[Pointing dataset excerpts]
——

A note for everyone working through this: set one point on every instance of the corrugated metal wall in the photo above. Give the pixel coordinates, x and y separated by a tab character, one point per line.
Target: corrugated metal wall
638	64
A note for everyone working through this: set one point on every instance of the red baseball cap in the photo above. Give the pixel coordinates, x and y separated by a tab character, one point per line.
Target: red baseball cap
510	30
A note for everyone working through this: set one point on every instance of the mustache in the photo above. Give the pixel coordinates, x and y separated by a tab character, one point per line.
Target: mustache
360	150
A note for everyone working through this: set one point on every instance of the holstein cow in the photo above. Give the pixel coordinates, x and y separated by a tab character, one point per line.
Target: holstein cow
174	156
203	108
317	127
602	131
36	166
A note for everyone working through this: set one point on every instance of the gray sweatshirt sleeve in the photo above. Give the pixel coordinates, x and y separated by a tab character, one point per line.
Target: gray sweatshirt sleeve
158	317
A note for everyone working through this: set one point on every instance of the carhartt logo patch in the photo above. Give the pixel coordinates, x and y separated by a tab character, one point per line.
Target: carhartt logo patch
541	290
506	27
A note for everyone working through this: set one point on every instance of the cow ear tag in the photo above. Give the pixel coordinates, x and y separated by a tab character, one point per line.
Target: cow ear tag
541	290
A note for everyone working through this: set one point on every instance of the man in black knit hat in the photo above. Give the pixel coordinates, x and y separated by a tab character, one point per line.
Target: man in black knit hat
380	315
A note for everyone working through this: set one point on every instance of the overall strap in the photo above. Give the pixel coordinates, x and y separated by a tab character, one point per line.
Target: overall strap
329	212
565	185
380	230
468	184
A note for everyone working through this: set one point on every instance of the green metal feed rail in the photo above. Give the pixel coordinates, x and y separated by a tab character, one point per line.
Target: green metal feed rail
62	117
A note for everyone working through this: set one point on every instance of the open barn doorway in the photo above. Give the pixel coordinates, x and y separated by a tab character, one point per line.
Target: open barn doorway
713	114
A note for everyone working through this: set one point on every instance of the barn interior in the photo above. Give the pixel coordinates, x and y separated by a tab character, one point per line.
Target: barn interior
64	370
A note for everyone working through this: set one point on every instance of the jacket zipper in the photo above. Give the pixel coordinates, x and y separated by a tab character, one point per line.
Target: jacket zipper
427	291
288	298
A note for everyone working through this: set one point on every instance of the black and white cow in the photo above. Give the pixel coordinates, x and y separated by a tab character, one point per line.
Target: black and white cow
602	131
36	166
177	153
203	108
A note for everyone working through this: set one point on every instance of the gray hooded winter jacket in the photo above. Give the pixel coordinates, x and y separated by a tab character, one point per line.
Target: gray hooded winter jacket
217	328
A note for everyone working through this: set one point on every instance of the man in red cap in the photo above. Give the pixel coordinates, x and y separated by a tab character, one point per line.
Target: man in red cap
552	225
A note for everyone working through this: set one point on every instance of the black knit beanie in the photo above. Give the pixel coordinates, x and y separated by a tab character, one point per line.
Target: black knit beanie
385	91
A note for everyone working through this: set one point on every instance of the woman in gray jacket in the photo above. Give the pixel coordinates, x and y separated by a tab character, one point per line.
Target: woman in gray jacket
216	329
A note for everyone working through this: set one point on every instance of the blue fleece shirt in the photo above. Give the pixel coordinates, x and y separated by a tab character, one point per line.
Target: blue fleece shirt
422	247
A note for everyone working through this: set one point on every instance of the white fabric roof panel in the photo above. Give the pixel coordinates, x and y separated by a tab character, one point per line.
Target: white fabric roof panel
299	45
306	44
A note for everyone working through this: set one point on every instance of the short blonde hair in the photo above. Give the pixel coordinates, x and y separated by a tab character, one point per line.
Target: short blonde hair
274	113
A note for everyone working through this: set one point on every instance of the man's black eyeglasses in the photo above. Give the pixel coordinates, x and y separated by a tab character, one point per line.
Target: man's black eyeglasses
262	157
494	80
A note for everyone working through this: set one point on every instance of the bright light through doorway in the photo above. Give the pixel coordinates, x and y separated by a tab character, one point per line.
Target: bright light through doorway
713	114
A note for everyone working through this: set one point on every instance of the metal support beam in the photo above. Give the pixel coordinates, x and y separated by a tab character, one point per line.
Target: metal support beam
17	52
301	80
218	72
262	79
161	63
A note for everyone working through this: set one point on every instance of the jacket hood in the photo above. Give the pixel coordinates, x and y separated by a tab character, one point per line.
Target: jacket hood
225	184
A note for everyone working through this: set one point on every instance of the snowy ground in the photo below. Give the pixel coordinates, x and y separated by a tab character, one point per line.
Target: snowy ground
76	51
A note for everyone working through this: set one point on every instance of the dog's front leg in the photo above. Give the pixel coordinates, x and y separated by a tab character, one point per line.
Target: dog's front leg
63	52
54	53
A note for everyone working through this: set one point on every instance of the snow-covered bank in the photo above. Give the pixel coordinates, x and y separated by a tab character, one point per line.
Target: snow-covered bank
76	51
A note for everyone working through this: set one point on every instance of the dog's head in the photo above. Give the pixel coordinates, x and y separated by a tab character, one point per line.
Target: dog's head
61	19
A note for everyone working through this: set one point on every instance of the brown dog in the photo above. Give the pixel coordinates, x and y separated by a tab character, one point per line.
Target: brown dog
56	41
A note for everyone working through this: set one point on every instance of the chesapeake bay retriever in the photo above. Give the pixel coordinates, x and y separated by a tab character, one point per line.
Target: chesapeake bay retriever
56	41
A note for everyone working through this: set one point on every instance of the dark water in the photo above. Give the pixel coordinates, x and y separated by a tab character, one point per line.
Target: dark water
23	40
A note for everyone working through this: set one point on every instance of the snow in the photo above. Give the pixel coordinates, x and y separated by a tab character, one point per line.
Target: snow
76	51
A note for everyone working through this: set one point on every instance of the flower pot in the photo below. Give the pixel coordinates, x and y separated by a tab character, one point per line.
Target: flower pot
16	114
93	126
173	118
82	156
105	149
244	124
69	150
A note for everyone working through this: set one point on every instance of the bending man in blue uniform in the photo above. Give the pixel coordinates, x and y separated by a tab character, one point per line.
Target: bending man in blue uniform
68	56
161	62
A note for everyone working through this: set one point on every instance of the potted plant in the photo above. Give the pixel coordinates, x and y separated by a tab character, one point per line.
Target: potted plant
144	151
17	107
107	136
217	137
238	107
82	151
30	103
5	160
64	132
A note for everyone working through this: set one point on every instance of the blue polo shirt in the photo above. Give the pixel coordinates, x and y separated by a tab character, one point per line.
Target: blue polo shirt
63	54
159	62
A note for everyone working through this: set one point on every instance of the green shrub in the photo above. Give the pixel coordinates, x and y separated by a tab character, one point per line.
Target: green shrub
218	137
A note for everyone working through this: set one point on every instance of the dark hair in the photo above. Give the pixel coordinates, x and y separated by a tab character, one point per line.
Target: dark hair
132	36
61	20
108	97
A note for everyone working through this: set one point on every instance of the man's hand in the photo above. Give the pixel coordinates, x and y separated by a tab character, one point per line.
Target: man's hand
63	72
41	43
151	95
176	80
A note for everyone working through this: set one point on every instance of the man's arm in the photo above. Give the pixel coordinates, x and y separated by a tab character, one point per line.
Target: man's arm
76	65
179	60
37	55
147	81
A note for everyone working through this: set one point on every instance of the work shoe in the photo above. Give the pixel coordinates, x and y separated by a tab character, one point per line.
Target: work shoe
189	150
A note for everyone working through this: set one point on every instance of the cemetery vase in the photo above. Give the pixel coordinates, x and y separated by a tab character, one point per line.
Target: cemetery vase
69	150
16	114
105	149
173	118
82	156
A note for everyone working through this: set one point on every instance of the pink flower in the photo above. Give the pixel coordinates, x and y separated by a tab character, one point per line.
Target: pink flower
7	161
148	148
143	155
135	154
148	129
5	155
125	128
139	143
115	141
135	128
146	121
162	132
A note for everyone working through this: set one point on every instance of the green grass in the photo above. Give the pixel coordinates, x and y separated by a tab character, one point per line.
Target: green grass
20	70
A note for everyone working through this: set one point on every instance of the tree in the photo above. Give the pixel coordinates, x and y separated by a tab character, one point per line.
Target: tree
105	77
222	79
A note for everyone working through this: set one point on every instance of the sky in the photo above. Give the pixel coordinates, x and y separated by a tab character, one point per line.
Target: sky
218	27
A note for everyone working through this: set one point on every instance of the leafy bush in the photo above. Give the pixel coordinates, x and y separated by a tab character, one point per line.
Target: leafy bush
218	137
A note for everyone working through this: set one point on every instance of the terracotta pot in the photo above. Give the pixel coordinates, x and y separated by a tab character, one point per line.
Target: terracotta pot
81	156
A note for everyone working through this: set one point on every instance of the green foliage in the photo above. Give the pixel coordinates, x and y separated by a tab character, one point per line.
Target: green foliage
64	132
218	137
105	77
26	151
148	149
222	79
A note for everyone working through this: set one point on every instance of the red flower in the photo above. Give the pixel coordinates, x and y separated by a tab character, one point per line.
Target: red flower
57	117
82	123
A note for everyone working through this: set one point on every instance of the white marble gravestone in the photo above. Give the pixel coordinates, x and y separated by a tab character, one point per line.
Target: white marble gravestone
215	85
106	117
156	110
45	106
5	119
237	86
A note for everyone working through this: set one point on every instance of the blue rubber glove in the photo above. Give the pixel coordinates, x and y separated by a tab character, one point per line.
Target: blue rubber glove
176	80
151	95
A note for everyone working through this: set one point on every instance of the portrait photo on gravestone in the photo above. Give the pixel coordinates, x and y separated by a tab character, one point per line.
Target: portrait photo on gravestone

——

_Task to carry out_: Return, word for word, each line from the line that contains "the blue rubber" to the end of the listing above; include both end lines and nothing else.

_Response_:
A note for everyone working through this: set one point on every instance of the blue rubber glove in the photo above. Give the pixel coordinates, x and y separated by a tab character, one point per line.
Target: blue rubber glove
176	80
151	95
A note for everyone working through this: set one point on every instance of the portrait photo on gravestone in the photo above. Give the pixel coordinates, x and y separated by a tab character, one point per line.
Target: portrait photo on gravestone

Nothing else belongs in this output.